Rewrite the lines running from the line containing "the black arrow" through the end of the records, substituting "black wristband" for "black watch strap" and leaving everything else unchanged.

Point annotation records
[BEGIN]
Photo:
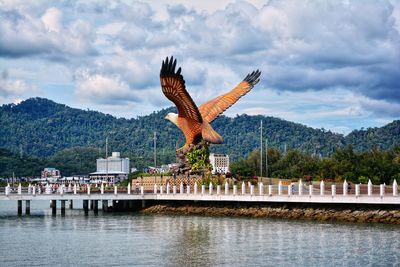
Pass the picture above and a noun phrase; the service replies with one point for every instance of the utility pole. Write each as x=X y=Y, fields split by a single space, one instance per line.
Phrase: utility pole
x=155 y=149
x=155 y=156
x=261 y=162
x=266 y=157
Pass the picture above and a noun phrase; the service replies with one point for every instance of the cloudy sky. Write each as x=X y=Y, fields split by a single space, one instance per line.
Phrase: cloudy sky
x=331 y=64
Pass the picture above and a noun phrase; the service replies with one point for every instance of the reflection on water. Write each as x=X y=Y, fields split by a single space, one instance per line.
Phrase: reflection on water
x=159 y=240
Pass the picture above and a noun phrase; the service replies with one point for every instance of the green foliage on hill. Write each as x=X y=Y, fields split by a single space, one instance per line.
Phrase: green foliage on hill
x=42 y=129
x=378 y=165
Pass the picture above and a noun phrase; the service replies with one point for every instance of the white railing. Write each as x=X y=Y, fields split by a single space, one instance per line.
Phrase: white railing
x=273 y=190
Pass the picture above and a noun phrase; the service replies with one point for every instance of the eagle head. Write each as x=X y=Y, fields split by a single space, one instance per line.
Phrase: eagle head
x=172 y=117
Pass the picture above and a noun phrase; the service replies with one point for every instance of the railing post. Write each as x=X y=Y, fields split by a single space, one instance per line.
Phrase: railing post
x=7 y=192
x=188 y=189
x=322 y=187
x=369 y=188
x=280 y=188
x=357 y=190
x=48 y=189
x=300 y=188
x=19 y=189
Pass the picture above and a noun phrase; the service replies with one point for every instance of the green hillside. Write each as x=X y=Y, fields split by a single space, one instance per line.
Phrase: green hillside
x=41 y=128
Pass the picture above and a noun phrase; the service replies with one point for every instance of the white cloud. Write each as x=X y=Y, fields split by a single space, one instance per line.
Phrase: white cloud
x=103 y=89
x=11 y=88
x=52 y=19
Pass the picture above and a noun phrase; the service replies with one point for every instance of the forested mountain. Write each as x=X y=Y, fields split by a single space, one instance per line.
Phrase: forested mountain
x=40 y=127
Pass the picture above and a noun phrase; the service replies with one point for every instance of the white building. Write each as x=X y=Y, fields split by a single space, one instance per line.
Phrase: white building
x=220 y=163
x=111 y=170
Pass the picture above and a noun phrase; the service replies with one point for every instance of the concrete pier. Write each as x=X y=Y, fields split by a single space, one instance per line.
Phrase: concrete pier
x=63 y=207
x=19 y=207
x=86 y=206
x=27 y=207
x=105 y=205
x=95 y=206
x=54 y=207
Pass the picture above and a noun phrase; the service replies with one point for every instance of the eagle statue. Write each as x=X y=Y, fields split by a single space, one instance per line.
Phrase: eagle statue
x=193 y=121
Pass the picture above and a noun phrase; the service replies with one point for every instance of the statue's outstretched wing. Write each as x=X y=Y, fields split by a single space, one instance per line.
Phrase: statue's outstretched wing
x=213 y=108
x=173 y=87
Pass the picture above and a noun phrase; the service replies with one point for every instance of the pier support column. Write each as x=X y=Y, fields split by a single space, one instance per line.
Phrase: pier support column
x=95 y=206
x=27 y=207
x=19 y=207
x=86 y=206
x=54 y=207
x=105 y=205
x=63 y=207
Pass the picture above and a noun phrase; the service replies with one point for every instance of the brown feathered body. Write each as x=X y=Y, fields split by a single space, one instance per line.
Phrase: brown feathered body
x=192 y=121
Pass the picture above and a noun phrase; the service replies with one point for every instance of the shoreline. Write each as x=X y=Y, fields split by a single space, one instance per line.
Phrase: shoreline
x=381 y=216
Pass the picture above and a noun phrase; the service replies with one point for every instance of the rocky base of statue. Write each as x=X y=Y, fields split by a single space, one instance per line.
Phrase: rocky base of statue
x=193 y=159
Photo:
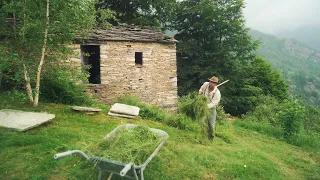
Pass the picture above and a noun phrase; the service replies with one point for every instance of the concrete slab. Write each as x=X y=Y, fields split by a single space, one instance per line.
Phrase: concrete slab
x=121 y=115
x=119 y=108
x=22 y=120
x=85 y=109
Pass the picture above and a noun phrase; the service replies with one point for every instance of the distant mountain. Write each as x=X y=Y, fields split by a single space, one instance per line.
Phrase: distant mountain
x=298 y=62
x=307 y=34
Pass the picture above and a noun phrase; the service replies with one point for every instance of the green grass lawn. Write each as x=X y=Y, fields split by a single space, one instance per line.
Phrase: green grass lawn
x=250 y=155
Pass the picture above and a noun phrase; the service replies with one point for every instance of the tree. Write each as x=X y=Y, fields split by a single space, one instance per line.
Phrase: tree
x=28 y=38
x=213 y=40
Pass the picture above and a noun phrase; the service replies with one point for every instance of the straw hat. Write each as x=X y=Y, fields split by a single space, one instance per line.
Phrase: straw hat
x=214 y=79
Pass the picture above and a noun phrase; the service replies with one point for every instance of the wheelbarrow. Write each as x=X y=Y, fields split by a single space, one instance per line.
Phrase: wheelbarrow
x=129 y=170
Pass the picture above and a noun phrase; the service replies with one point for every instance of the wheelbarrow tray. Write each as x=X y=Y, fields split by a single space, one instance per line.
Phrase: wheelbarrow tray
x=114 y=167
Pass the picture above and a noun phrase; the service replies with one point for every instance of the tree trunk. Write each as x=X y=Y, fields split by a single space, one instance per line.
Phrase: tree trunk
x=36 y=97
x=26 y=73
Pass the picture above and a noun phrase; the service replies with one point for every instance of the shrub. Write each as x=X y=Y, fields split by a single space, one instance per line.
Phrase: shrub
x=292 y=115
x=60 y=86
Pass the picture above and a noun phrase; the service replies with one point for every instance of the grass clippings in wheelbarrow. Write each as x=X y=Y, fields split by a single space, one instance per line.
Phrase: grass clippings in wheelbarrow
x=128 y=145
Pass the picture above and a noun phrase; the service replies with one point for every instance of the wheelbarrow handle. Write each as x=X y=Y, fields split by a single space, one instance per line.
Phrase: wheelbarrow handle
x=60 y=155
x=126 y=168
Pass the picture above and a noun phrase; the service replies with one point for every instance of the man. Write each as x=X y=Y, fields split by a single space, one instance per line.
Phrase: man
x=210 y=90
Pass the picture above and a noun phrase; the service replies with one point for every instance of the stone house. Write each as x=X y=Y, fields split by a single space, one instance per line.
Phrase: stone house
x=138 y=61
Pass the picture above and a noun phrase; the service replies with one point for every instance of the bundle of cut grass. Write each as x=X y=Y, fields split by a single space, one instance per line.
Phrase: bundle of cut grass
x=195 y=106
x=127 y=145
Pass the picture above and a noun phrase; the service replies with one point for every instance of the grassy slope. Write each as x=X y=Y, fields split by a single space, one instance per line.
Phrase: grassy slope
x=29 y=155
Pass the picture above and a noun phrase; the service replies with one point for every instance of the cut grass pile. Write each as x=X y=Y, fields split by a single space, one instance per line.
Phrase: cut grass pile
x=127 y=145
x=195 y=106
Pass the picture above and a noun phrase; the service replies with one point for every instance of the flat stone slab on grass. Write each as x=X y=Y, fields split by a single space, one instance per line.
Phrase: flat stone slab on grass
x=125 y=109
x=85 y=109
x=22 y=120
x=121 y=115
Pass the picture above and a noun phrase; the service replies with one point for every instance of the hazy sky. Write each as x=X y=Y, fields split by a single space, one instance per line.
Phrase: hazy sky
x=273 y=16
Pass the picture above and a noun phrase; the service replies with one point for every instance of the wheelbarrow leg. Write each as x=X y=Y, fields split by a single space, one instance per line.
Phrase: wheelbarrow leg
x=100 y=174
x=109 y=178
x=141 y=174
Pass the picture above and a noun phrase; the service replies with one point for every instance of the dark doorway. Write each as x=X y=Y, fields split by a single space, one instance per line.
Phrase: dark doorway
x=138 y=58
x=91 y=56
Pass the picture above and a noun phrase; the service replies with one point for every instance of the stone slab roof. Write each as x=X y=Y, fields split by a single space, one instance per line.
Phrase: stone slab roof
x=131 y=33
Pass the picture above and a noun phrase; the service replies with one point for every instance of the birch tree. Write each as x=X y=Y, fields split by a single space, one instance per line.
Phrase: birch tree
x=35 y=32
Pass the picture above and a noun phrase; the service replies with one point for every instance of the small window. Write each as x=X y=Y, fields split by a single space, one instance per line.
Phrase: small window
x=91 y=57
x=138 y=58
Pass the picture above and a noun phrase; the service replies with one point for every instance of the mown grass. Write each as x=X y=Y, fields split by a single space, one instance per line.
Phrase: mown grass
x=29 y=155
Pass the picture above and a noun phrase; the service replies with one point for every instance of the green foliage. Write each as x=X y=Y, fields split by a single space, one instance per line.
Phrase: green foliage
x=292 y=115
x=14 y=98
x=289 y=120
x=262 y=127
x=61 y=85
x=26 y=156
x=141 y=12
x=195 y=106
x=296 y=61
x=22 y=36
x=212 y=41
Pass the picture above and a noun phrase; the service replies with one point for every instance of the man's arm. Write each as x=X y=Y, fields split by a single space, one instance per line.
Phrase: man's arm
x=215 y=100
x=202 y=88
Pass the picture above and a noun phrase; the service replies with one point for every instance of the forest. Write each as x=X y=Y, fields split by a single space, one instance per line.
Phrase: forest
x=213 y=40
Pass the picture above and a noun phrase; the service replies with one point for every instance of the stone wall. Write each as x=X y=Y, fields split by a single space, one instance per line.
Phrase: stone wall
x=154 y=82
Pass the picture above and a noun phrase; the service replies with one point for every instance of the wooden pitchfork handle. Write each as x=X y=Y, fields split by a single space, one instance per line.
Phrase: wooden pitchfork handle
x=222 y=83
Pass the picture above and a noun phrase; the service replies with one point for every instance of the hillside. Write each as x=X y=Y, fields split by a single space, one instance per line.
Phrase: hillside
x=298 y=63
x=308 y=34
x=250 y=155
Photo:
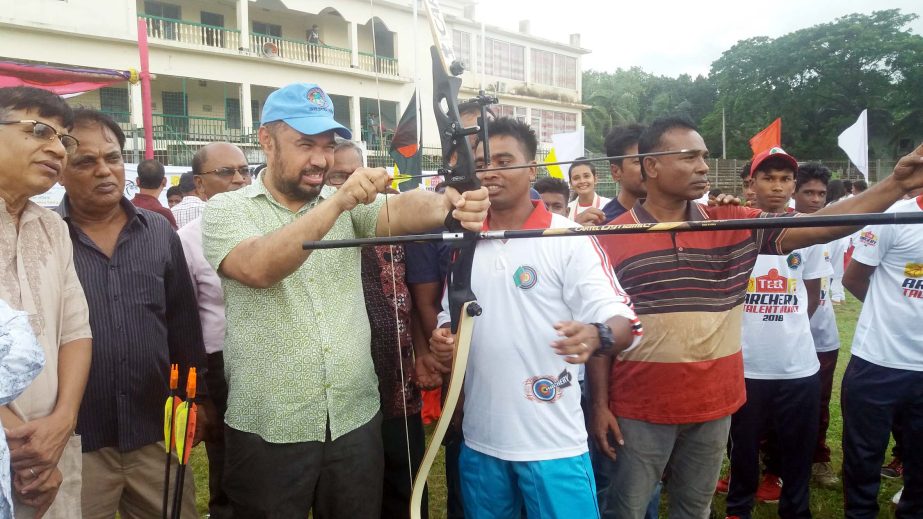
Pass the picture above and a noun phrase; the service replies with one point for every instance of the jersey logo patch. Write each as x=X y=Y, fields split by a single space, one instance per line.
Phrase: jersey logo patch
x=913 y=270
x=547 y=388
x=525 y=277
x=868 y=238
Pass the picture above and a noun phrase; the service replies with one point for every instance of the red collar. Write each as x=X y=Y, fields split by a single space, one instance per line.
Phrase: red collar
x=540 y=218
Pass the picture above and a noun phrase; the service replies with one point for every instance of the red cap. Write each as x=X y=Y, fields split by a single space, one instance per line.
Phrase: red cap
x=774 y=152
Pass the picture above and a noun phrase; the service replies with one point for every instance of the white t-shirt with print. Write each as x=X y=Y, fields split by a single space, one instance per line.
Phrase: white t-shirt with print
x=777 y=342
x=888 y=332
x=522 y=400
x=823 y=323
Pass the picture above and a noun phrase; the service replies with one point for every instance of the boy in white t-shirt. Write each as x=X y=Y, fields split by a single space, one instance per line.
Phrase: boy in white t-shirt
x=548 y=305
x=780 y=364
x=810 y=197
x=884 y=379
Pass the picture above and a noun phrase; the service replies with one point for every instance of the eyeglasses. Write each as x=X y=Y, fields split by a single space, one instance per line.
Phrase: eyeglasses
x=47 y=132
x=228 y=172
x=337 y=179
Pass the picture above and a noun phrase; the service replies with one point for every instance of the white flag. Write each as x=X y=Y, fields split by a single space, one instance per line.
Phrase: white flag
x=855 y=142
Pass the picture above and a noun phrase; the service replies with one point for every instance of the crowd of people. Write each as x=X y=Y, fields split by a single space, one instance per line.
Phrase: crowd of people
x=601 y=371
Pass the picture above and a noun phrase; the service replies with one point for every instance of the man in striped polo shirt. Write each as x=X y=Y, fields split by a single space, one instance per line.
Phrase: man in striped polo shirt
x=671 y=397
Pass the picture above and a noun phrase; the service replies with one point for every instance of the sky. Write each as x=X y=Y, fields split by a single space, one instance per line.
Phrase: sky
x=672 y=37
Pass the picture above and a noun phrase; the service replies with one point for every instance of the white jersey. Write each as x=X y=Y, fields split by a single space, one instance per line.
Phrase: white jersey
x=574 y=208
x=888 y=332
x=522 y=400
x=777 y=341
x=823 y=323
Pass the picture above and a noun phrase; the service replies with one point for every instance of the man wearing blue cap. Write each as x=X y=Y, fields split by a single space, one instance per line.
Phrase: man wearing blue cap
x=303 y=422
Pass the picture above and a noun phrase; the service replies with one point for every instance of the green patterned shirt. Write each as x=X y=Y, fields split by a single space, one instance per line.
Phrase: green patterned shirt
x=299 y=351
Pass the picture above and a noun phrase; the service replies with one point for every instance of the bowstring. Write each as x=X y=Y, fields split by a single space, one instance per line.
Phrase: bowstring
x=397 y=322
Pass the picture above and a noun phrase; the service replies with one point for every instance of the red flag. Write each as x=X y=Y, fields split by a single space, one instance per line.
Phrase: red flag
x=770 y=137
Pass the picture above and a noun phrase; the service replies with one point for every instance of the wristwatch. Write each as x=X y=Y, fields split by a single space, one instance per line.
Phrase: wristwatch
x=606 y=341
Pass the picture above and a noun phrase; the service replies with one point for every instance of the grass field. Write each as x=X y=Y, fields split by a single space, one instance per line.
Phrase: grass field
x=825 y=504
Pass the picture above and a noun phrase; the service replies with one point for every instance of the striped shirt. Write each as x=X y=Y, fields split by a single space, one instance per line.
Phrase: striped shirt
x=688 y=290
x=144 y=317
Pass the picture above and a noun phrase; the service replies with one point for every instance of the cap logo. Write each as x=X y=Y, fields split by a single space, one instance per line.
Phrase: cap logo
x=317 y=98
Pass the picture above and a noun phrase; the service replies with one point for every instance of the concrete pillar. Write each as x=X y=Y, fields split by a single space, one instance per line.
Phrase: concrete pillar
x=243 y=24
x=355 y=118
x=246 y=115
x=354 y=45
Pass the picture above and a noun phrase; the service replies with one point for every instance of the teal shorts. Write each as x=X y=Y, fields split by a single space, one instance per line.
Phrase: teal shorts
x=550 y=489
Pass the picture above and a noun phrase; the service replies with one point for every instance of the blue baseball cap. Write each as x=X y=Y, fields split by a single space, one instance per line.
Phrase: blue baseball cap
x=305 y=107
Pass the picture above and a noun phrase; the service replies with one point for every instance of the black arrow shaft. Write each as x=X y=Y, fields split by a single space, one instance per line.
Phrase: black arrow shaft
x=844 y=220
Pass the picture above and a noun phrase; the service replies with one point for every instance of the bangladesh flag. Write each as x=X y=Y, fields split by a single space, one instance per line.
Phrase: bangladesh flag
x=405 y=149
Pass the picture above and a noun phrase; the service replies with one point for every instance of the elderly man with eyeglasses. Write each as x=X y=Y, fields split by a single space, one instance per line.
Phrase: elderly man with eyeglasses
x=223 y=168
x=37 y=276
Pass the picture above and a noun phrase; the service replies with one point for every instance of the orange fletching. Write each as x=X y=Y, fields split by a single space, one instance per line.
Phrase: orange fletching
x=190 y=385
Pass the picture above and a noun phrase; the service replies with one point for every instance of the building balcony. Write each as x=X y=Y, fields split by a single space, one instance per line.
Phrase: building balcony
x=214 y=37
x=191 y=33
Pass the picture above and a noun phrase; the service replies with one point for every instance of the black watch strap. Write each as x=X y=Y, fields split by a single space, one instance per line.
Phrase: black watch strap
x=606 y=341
[END]
Result of the exercise ->
Pass the picture above and a noun phrase; the service replies with one point for every instance of the black arrow shaft. Write each as x=X y=Y, fields split by a single space, one instance per line.
Phrase: black arrow shaft
x=844 y=220
Pass the picture above and a noun phrase; the service replies with one point for every instance of the bangladesh flag. Write each as x=X y=Y, fields split by a single space, one instance per line.
Phrase: bangladesh flag
x=405 y=149
Pass the picture above and a noun phrase; the service replies with one point for every instance of the elderly man with eyeglasses. Write each as x=X y=Y, fields split by a single space, one instance per line.
Phrase: elderly man with eyeglasses
x=223 y=168
x=37 y=276
Pass the picture above and a noun phrase; the service replies with one point for every instance of the orange fletching. Write each as x=X y=Y, fields split by a single space, one instance per line.
Phrase: orange fletching
x=190 y=385
Pass the picture above and a noun phrase; the service replies with one point for every instance of the building balcony. Write each as x=X y=Y, fields split by a single space, one instance per line.
Phrase: building balcony
x=214 y=37
x=191 y=33
Pass the picture above and a noun phrase; the service replies with one point for every instance of the black wristband. Write each as x=X y=Y, fields split by a single space, one instance per line.
Phrase: black wristband
x=606 y=341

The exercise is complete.